*Aim of the task*. Transcribe the records exactly from the line with "[pin] forest floor" to the end, both included.
## Begin Data listing
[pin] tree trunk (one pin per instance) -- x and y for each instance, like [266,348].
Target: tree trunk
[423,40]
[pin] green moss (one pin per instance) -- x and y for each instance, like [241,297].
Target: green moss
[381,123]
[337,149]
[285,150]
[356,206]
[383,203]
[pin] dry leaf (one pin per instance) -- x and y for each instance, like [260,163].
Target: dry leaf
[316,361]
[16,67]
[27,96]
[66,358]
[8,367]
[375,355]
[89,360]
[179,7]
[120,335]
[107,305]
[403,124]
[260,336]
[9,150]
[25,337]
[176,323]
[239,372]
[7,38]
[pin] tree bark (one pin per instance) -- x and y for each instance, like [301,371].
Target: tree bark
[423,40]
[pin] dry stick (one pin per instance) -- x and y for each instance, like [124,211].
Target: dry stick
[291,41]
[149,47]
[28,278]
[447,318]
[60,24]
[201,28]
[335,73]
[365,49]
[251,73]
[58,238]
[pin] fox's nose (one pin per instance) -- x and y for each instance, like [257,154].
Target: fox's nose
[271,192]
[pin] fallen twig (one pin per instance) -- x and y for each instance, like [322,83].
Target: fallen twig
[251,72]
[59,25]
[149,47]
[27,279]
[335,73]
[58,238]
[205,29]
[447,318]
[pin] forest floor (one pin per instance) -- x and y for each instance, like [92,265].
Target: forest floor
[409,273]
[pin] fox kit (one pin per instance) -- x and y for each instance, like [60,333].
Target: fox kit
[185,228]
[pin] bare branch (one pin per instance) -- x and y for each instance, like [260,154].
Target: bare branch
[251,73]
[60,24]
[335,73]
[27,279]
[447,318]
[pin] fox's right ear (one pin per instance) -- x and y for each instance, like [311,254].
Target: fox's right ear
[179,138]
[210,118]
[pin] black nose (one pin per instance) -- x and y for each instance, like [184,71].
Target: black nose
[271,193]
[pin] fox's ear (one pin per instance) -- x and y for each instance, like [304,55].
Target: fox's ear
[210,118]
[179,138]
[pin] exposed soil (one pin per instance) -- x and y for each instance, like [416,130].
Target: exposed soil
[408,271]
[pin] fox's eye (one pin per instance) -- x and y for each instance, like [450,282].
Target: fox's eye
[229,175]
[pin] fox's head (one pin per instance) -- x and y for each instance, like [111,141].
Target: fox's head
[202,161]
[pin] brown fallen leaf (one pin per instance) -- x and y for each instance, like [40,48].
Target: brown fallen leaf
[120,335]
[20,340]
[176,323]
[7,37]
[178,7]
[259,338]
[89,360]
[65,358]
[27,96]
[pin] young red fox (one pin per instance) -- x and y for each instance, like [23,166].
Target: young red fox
## End Data listing
*Solution to this problem*.
[pin] forest floor (one pin per instance) -- x and y for each instance, like [92,265].
Target: forest floor
[409,273]
[pin] fox kit (one pin per instance) -- x and y for each instance, like [60,333].
Target: fox kit
[185,228]
[pin] bare branch (one pin per instance) -- x and y for each instance, like [260,154].
Target: bare branch
[251,73]
[60,24]
[335,73]
[27,279]
[447,318]
[pin] fox's right ear (one pin per instance) -- x and y for each instance, like [311,254].
Target: fox's right ear
[179,138]
[210,118]
[pin] black nose (one pin per instance) -- x and y for each instance, like [184,71].
Target: black nose
[271,193]
[pin] fox's ear (one pin per instance) -- x and y for each instance, like [304,55].
Target: fox's ear
[210,118]
[179,138]
[pin] exposed soil (one pin per instance) -- x and y for each instance, like [416,130].
Target: exposed soil
[408,271]
[pin] fox's eye (one pin per instance) -- x and y for each instance, like [450,282].
Target: fox's eye
[229,175]
[pin] fox's head (one pin per instance) -- x and y for each instance, like [111,141].
Target: fox's head
[202,161]
[pin] brown fallen leaf (one pin per instance) -- x and y for each instance, like [40,48].
Target: brown fallen leaf
[120,335]
[20,340]
[176,323]
[7,37]
[178,7]
[259,338]
[89,360]
[65,358]
[27,96]
[pin] young red fox (one pin per instance) -- x and y for each instance, like [23,166].
Target: young red fox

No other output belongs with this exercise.